-------- SELECTED TEXT --------

Patchwork [1,of,2] revlog: add __contains__ for fast membership test

login
register
mail settings
Submitter Yuya Nishihara
Date Feb. 4, 2015, 1:27 p.m.
Message ID <f65a44d4905a5b4767e4.1423056423@mimosa>
Download mbox | patch
Permalink /patch/7657/
State Accepted
Headers show

Comments

Yuya Nishihara - Feb. 4, 2015, 1:27 p.m.
# HG changeset patch
# User Yuya Nishihara <yuya@tcha.org>
# Date 1423052757 -32400
#      Wed Feb 04 21:25:57 2015 +0900
# Node ID f65a44d4905a5b4767e4b901de6ed1efe703611f
# Parent  e1dbe0b215ae137eec53ceb12440536d570a83d2
revlog: add __contains__ for fast membership test

Because revlog implements __iter__, "rev in revlog" works but does silly O(n)
lookup unexpectedly. So it seems good to add fast version of __contains__.

This allows "rev in repo.changelog" in the next patch.
Pierre-Yves David - Feb. 4, 2015, 4:21 p.m.
On 02/04/2015 01:27 PM, Yuya Nishihara wrote:
> # HG changeset patch
> # User Yuya Nishihara <yuya@tcha.org>
> # Date 1423052757 -32400
> #      Wed Feb 04 21:25:57 2015 +0900
> # Node ID f65a44d4905a5b4767e4b901de6ed1efe703611f
> # Parent  e1dbe0b215ae137eec53ceb12440536d570a83d2
> revlog: add __contains__ for fast membership test
>
> Because revlog implements __iter__, "rev in revlog" works but does silly O(n)

-------- EXTRACTED MATERIAL --------

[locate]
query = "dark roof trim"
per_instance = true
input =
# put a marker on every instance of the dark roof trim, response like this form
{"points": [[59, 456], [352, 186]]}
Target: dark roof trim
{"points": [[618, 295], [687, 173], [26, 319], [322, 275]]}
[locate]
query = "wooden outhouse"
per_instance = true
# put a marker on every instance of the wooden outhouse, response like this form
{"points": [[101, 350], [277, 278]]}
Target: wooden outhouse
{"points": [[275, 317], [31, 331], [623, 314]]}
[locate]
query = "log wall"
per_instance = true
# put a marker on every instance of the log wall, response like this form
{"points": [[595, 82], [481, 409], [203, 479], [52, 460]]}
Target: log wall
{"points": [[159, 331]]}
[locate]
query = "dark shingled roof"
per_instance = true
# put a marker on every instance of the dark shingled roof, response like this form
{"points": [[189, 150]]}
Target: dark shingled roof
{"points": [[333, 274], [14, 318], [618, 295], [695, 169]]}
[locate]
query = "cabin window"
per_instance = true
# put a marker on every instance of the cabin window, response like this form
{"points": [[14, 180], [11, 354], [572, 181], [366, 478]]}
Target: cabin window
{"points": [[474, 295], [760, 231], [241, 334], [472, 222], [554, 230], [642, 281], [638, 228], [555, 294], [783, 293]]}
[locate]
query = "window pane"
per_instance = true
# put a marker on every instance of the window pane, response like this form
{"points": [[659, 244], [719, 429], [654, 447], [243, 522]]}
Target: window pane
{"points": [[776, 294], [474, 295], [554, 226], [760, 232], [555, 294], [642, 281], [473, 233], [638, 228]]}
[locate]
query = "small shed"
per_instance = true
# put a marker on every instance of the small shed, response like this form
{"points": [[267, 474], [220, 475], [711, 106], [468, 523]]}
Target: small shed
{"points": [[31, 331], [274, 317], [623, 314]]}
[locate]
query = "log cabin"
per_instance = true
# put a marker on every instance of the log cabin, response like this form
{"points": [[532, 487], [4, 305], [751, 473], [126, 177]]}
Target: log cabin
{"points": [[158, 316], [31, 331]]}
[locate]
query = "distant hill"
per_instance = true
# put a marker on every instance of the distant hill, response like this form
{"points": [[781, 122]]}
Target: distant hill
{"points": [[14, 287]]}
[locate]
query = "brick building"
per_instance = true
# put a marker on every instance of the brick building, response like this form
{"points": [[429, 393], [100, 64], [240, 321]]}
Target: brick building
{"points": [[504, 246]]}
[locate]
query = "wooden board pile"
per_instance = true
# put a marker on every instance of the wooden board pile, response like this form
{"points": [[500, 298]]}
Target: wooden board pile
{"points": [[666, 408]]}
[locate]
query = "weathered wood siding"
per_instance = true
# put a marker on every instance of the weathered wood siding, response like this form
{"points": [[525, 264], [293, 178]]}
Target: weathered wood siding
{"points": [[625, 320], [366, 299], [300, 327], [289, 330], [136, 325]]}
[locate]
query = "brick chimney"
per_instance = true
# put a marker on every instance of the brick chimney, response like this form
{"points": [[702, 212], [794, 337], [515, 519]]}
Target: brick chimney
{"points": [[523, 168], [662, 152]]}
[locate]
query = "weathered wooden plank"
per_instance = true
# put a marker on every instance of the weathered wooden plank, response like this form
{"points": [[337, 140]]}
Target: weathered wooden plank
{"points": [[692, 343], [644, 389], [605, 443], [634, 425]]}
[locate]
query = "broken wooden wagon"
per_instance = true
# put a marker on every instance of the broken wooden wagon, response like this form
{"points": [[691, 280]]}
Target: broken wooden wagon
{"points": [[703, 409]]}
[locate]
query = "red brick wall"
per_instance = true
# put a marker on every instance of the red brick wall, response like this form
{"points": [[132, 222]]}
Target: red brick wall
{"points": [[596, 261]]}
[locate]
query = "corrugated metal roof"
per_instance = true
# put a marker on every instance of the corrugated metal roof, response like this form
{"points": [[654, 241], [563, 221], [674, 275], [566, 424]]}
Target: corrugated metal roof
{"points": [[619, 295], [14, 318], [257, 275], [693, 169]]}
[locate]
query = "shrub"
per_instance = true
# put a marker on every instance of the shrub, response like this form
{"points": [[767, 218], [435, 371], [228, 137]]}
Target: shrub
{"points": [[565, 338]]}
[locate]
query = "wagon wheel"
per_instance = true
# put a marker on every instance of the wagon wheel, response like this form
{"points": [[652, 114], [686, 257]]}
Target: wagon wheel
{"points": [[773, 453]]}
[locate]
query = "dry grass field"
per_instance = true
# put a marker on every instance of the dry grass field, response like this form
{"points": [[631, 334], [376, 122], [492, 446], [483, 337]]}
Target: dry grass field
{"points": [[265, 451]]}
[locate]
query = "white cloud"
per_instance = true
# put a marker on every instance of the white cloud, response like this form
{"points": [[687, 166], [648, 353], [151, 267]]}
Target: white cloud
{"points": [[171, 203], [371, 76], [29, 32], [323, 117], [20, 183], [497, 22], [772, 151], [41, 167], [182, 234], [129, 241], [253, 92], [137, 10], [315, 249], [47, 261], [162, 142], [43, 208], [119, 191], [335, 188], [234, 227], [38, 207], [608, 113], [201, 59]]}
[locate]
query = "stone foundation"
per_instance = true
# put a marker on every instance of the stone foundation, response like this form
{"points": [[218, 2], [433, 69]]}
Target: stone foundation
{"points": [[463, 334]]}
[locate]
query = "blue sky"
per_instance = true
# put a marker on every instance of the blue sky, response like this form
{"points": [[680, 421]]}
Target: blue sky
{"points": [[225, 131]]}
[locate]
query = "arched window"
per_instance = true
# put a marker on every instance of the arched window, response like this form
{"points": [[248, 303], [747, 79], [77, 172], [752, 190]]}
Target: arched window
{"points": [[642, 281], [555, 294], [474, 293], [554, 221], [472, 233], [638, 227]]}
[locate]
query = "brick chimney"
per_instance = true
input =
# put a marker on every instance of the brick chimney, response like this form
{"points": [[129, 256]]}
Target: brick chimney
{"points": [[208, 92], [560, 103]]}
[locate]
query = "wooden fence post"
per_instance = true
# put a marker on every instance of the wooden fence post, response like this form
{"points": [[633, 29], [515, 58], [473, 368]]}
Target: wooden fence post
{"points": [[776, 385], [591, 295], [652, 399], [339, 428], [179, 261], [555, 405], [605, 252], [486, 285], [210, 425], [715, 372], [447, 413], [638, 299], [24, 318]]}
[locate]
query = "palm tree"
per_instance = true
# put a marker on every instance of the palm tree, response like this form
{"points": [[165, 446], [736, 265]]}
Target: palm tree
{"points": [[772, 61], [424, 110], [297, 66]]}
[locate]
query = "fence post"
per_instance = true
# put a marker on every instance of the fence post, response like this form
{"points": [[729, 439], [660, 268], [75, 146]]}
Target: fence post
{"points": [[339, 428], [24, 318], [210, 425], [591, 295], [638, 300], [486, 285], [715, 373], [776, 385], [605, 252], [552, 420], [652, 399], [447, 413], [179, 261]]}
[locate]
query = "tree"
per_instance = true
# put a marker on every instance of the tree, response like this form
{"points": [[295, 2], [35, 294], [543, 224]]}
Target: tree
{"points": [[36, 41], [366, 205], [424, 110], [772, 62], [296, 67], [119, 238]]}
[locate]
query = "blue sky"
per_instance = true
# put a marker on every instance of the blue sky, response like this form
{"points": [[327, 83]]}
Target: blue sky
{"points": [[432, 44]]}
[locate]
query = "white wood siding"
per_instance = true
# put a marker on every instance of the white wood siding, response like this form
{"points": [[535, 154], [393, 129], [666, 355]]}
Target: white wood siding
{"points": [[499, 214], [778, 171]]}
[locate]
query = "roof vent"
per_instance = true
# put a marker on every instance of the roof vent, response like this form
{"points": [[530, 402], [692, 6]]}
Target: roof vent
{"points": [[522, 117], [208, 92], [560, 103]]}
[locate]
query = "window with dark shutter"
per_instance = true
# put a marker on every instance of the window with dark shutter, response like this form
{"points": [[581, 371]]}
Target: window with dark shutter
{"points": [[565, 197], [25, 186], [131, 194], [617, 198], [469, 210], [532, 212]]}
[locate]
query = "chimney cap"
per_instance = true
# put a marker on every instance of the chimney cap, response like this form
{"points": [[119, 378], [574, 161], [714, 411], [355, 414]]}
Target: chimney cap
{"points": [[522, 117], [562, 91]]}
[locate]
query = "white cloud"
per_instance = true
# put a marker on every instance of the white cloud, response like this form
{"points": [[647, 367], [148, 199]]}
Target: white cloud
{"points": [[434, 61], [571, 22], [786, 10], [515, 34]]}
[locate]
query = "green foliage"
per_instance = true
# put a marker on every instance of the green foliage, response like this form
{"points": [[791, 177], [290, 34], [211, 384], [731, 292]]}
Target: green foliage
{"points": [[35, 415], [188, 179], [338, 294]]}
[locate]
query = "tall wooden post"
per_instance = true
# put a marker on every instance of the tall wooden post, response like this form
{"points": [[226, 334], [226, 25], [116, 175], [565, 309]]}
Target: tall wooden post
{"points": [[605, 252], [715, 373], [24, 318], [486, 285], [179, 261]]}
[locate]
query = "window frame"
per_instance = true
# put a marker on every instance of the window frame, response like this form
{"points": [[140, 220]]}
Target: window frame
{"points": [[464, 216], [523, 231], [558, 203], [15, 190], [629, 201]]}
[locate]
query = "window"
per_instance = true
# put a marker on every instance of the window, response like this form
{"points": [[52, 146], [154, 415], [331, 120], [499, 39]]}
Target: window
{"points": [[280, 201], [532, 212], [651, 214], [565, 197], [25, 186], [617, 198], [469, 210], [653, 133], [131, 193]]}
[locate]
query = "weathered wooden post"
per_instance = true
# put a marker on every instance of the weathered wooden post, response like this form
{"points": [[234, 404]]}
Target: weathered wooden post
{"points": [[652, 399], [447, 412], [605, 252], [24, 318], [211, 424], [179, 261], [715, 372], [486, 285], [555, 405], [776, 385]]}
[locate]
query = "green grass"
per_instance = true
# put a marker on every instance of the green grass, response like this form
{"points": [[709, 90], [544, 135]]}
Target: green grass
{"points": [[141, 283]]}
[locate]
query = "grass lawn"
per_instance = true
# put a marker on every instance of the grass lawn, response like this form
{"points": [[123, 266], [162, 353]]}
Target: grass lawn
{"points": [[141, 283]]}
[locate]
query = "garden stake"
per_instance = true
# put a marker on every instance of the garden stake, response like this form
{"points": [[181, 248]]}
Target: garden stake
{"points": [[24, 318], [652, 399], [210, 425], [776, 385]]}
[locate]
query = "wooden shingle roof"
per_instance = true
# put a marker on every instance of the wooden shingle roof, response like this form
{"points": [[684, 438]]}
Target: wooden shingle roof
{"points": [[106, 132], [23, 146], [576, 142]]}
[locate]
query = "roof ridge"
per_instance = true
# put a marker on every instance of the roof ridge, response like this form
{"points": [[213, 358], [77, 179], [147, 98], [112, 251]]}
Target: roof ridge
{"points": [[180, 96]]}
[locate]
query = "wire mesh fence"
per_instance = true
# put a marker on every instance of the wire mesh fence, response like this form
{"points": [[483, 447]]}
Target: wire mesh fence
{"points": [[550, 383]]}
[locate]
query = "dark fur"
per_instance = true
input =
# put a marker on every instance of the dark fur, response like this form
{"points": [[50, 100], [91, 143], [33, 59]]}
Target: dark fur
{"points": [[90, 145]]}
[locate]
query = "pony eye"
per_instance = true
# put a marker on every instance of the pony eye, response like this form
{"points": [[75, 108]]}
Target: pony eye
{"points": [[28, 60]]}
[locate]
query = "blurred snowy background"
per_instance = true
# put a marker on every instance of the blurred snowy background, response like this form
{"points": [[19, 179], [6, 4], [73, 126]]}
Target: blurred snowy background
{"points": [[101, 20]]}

--------

- [WHAT YOU NEED TO DO]:
Using the revlog patch page, answer the following:
(a) What state is the patch listed as having?
(b) Which method's implementation makes "rev in revlog" work through an O(n) lookup?
(c) What expression does the change allow in the next patch?

- [EXERCISE RESULT]:
(a) Accepted
(b) __iter__
(c) "rev in repo.changelog"